--- Begin GIVEN PASSAGE ---

My avatar is one of the tough pups that survived.

Dutch is just here for the laugh now. She is a nightmare but I just love her.


----------



## KarenHSmith

garydogz said:


> This is Dutch. She is a mystery. Bit of a mongrel but any ideas as to the ingredients?


...She looks a staffie to me. She is lovely..x..


----------



## charnmar

She looks like an american bulldog x staff x something else to me. Mind you ive only ever seen those sorts of markings on a great dane but i dont think there is that in her :eek6:


----------



## 70ridgeway

i would say american bulldog and as said in other posts maybe crossed with staffy
pretty looking dog


----------



## Libby

she's cute, no matter what she is


----------



## sskmick

She looks like herself a lovely lass that wants a bit of TLC and she'll be happy. 

Sue


----------



## bobocat

cute - that's all that matters!


----------



## yvonnep5261

Looks a bit like my daughter's dog - a staffie/jack russell cross!


----------



## Guest

bit of dorset olde tyme in there somewhere, maybe even some ebtxstaff...nice looking dog.

--- End GIVEN PASSAGE ---
--- Begin MATERIAL ---

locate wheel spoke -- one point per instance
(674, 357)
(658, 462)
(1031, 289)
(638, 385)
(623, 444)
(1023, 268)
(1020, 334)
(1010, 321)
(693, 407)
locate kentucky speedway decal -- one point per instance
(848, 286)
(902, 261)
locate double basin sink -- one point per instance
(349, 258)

--- End MATERIAL ---

* ACTIONS TO TAKE:
• a. Say whether each statement agrees with the forum thread about Dutch. Answer yes or no for each, and quote the words from the thread that decide it.
(i) charnmar has seen markings like Dutch's only on a great dane.
(ii) 70ridgeway thinks Dutch is a purebred American bulldog.
(iii) KarenHSmith thinks Dutch looks like a staffie.
• b. Using the forum thread about Dutch, explain in one to three sentences why charnmar brings up a great dane.
• c. Write the next part of the forum thread about Dutch, picking up after its last post.

* ANSWERS TO THE EXERCISE:
• a.
(i) Yes: "ive only ever seen those sorts of markings on a great dane"
(ii) No: "i would say american bulldog and as said in other posts maybe crossed with staffy"
(iii) Yes: "She looks a staffie to me."

• b. charnmar mentions a great dane because the only dog charnmar has seen with markings like Dutch's was a great dane. charnmar adds that Dutch probably has no great dane in her.

• c.
----------



## The Griffon

It looks like a Heinz....


----------



## DKDREAM

she is very striking!


----------



## PoisonGirl

What a lovely looking dog! 
Defo looks like there's some bulldog in her, and possibly some pit. 
Lovely anyway I love her markings 

x


----------



## noushka05

garydogz said:


> This is Dutch. She is a mystery. Bit of a mongrel but any ideas as to the ingredients?





garydogz said:


> some sort of bulldog for the frame, bit of EBT? pit somewhere, some staffy, dalmatian (spots i suppose) Bit of a mix
> Dutch has very little going on upstairs. Lights are on but no-one home sort of thing. She has a really nice temprement, she just does not care about most things - even if they are biting her (which a lot of things do).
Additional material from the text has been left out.